Extract ▸
┏━━

Hussey says eviction will also mark tenants, making it harder for them to find a new place to live.

Alfonso said he has worked out payment arrangements with most non-paying tenants. But some tenants are taking advantage of the moratorium by illegally withholding rent. One of Alfonso’s clients has been unable to put his property on the market.

“It’s not like the landlords are sitting on a pile of cash,” he said. “It doesn’t work that way.”

Hussey advises his low-income clients to contact their landlords as soon as possible and try to work out payment plans.

“Hopefully the landlords will see the bigger picture,” Hussey said.

Renters in Florida aren’t permitted to challenge an eviction unless they are current on rent, or when the amount is disputed, deposit what they believe they owe in a court registry. Renters in Florida generally get a three-day notice to pay back rent before the landlord begins the eviction process.

“One problem is that they call us too late and by the time we are contacted, there is very little that we can do,” Hussey said.

Hussey says a growing number of landlords are taking matters into their own hands and illegally changing locks or shutting off utilities. Renters can fight that in court, but few tenants are aware of their rights, Hussey said.

Paige Greenlee, a Florida Bar board member who also serves on the Business Law Section’s Business Litigation Committee, predicts a “rush to the courthouse” when the moratorium expires.

“While this will be financially advantageous to lawyers who primarily, or exclusively, handle evictions and foreclosures, and who have not been able to prosecute these cases for months now, it is obviously going to place a large number of Florida’s citizens in the undesirable position of being without a place to live,” Greenlee said.

The filings could create a backlog, Greenlee said, but the court system is now better at using remote technology.

“I also have to assume it will put an immediate tax on our court system, until the courts are able to catch up with the backlog created by the moratorium,” she said. “However, I think the fact that courts are operating virtually right now will actually be advantageous to allowing these types of cases to proceed expeditiously and efficiently, perhaps even more so than if the courts were open for in-person proceedings.”

Other states have experienced a rush.

After Wisconsin’s moratorium expired May 26, eviction filings in Milwaukee zoomed from 61 in May to nearly 1,500 in June.

The CARES Act moratorium, which expired July 25, will complicate matters, lawyers say. It only applied to tenants living in federally subsidized housing or to landlords with a federally backed mortgage loan. The act required landlords to provide a 30-day notice to pay outstanding rent, so its impact will begin to be felt in August.

St. Petersburg attorney Matthew Weidner, a consumer advocate who represents renters, predicts that the expiration of the moratoria will bring a great deal of heartache and confusion.

“I see this massive, category 8 hurricane circling just off the coast,” he said.

Weidner contends that any eviction filed while the moratorium was in effect should be dismissed and the plaintiffs ordered to refile.

“I have filed motions asserting that the filing of an eviction action during a period when it is suspended, renders it a nullity,” Weidner said. “There is a legal impairment for everything that was done during the period of suspension, and I think the only cure for that is wiping the slate clean and starting anew.”

Alfonso shares the same concerns. He advised his landlord clients not to file during the moratorium.

“There could be a plethora of issues,” he said. “I told my clients, look, you’ve got to be patient, I don’t agree with [the moratorium] but I think the prudent thing to do is not file anything…you’re just going to have a case number, and it’s just going to sit there.”

Weidner is worried that Florida is unprepared for the consequences.

“Where…are the legislators, the leaders, the adults in the room, that are preparing the citizens of this state for what is coming on August 1?”

┗━━

Reproduce word for word the stretch of the eviction article from "Alfonso said he" through "on the market.".

Information given ▸
┏━━

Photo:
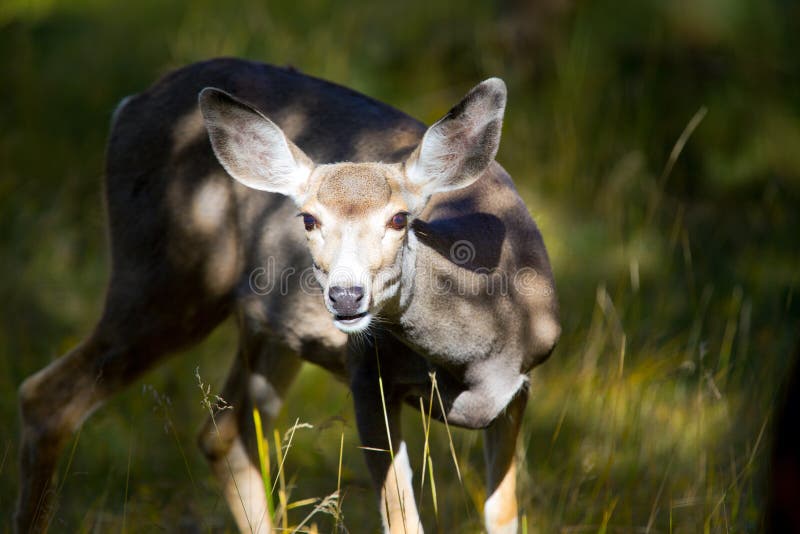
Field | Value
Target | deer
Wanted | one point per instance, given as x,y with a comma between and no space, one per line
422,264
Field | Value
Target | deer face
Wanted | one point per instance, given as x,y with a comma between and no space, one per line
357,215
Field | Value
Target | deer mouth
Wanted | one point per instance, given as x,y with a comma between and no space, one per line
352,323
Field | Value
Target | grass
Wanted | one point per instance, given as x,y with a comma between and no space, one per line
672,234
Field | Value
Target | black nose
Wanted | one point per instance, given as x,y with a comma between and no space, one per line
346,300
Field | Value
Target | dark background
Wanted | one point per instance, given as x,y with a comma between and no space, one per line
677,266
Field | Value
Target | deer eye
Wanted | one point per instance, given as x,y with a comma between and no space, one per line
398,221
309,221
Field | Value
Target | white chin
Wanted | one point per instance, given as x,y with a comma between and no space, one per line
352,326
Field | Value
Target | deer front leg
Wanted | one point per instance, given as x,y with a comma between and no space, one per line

┗━━

Solution for this task ▸
Alfonso said he has worked out payment arrangements with most non-paying tenants. But some tenants are taking advantage of the moratorium by illegally withholding rent. One of Alfonso’s clients has been unable to put his property on the market.